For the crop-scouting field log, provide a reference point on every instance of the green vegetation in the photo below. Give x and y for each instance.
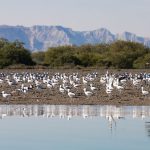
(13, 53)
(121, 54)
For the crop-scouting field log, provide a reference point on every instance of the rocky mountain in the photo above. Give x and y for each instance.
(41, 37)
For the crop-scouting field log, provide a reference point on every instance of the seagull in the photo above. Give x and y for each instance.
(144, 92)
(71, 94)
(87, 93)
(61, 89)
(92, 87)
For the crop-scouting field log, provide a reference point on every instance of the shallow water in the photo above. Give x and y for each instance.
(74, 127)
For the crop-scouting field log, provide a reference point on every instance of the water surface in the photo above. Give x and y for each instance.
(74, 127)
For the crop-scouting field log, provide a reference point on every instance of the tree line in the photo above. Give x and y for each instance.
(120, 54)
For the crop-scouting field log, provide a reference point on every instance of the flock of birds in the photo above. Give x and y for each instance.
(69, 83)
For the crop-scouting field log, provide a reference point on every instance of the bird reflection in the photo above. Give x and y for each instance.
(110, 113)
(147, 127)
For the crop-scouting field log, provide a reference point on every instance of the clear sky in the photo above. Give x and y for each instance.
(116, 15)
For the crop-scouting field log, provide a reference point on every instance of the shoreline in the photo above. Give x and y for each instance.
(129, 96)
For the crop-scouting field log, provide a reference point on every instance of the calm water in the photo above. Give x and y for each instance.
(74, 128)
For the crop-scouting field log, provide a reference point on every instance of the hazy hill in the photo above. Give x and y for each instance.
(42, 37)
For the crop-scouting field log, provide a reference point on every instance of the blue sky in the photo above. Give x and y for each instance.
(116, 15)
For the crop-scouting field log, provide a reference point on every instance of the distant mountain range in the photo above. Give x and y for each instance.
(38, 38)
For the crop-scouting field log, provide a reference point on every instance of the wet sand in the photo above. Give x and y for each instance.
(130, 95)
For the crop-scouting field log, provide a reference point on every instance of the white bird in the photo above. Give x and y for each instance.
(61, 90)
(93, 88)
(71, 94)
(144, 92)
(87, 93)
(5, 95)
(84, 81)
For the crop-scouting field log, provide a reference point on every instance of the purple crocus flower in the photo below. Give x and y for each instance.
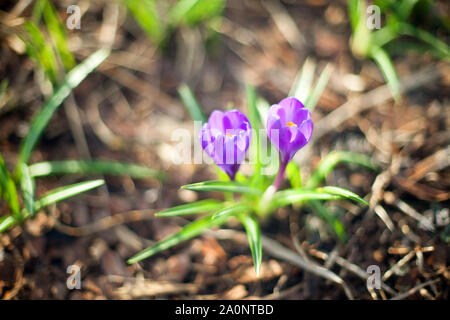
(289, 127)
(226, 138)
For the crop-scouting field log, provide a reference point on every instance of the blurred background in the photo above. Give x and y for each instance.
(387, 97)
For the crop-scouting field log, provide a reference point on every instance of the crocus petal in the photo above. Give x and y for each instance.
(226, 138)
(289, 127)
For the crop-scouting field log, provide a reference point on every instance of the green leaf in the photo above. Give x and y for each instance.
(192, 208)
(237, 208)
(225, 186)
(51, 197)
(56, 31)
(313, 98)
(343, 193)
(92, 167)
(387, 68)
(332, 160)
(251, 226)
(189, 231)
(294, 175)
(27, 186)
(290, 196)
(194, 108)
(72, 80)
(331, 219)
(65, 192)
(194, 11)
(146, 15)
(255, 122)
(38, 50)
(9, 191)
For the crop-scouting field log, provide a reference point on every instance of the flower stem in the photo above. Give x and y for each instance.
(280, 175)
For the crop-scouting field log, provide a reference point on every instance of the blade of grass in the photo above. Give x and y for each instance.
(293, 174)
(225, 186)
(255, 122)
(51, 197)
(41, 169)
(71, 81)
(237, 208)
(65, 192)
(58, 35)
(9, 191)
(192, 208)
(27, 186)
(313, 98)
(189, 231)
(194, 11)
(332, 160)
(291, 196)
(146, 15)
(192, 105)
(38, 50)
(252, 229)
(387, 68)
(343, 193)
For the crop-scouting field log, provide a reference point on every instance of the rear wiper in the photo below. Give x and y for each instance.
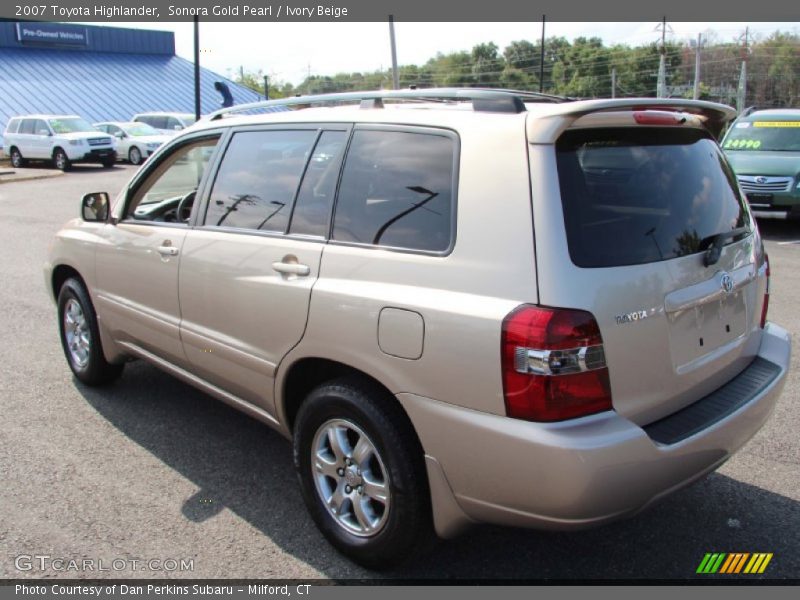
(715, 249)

* * *

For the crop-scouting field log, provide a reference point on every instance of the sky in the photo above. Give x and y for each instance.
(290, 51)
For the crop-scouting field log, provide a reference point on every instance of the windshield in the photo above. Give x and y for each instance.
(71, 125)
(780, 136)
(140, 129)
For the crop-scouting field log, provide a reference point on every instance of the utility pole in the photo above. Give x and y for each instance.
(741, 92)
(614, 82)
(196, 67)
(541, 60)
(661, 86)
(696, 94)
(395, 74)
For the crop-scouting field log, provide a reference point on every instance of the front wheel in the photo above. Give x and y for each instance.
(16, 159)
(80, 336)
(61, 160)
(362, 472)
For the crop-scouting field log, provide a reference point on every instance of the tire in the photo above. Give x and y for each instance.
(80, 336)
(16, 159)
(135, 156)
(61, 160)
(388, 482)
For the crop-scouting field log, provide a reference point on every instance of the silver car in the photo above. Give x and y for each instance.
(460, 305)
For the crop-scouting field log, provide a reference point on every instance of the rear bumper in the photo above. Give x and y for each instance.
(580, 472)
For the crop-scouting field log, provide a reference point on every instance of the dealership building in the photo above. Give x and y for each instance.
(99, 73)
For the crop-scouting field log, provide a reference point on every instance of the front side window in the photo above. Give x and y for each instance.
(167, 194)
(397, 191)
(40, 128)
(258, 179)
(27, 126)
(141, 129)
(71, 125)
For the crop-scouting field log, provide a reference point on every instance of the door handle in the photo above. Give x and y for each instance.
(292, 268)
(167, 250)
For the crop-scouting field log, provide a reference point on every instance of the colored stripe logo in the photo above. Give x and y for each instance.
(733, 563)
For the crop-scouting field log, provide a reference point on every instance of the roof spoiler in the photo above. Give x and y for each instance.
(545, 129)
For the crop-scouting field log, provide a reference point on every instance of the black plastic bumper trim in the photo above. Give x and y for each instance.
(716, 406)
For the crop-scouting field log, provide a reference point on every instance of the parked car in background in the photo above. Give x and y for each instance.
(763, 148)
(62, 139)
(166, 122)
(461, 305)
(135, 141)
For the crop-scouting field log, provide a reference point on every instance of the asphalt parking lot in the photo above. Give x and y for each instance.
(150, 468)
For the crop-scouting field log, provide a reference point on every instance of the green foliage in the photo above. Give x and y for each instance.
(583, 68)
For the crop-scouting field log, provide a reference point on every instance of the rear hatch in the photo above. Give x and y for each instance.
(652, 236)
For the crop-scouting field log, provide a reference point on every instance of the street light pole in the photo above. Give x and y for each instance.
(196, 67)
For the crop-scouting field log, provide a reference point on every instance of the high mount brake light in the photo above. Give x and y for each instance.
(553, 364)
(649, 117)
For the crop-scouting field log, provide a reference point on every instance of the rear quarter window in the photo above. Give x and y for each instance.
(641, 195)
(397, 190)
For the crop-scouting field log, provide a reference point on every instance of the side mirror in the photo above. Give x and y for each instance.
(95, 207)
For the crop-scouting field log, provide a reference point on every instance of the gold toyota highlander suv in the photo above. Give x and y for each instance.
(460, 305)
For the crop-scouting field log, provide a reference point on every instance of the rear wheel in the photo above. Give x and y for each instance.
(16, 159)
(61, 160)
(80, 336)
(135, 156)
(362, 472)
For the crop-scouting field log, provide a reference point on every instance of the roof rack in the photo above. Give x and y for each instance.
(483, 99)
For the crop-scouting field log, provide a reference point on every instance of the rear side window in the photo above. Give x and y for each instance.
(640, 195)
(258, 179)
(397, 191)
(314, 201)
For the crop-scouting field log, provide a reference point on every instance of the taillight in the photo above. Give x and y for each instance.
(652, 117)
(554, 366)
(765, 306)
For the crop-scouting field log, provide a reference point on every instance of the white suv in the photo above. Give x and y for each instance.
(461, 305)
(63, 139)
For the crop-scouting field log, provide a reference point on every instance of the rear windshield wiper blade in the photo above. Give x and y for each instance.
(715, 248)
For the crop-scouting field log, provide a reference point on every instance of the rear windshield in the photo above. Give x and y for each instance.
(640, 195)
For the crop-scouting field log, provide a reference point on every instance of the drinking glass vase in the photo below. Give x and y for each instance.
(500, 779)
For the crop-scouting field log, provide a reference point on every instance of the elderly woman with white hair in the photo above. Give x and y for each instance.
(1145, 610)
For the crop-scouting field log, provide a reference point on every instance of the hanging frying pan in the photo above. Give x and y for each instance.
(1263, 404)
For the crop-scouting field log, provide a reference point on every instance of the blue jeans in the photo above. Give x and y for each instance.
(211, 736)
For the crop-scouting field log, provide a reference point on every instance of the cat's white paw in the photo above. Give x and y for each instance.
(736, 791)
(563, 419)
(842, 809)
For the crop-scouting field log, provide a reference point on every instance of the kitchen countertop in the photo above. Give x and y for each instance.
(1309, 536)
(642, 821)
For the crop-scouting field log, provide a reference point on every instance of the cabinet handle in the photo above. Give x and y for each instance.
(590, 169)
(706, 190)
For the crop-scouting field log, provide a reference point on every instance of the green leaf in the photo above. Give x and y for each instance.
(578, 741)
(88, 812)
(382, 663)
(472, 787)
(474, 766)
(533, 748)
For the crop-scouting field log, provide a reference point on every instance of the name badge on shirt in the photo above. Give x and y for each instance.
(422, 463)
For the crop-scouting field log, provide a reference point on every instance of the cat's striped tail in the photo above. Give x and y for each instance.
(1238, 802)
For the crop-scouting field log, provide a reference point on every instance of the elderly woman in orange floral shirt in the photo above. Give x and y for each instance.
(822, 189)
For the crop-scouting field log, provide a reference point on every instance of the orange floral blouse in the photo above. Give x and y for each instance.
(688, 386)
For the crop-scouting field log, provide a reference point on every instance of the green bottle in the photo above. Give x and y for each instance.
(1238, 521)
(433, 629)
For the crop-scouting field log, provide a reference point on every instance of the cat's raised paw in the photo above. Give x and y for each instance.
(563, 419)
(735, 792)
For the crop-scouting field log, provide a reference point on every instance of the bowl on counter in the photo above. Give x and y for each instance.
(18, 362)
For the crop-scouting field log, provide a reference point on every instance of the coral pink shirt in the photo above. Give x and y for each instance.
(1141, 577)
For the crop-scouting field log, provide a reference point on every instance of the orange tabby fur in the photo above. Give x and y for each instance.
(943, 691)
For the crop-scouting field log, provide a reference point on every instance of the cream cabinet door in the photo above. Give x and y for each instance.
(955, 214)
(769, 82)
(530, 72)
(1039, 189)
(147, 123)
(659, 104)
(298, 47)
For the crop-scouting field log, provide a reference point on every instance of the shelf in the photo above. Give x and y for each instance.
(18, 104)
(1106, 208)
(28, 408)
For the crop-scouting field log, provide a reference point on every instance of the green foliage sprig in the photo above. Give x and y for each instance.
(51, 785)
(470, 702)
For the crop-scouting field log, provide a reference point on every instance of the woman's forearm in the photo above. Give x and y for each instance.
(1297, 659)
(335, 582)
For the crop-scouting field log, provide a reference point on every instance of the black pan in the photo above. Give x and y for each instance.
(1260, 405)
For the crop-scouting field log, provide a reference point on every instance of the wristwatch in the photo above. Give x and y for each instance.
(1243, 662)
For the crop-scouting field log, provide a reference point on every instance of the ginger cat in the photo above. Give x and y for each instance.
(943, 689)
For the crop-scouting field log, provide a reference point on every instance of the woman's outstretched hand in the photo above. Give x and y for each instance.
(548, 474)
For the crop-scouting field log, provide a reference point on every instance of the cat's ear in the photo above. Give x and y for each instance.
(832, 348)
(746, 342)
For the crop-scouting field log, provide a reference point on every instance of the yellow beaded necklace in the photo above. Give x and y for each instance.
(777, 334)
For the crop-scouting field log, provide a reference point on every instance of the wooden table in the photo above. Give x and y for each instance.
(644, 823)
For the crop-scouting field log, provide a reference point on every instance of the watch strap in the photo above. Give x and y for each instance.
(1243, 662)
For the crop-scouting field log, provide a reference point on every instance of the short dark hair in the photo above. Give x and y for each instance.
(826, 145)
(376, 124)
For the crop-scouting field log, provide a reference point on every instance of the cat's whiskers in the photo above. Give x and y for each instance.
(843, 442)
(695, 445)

* [The problem] Swap "crop-scouting field log" for "harvest survey sheet" in the items between the line holding "the green bottle" and the line holding "(1260, 405)", inclusive. Give back only those lines, with nothing else changed.

* [The reply]
For the harvest survey sheet, provide a reference point on every instance of the green bottle in the photo above. Give x and y for each instance.
(1238, 521)
(433, 629)
For the harvest survey sheet, provide a reference point on every instance of the cat's raised paw in the photo above. Give x and y for each instance.
(563, 419)
(735, 792)
For the harvest survey sheet, provide a reference point on every instance of the bowl on counter in the photo above. Give x and y for each instance.
(18, 362)
For the harvest survey sheet, provide a reference point on every instance of the coral pink shirt in the photo above. Give x and y for each instance.
(1141, 577)
For the harvest survey sheet, provide a reference point on every instance of the orange tabby fur in the photo above. Give x and y for each instance.
(943, 691)
For the harvest survey sheet, provide a reference point on every instance of the cream cabinet door in the photo above. Give x and y for each instance.
(955, 214)
(769, 82)
(530, 72)
(1039, 189)
(147, 123)
(659, 104)
(298, 47)
For the harvest survey sheet, provide a reference point on every instance of the shelf in the photo above. Give x and y for each instance.
(18, 104)
(1106, 208)
(28, 408)
For the harvest survey sheet, provide a reference point on every instance of the green foliage sprig in the photo above. Give x and y for each instance.
(51, 785)
(470, 702)
For the harvest survey sheet, provide a reference point on every instance of the woman's forearm in the photo above. Give x and y for each instance.
(1297, 659)
(335, 582)
For the harvest survey sheet, provide a reference point on every instance of the black pan in the photo above. Give x and y for each instance.
(1260, 405)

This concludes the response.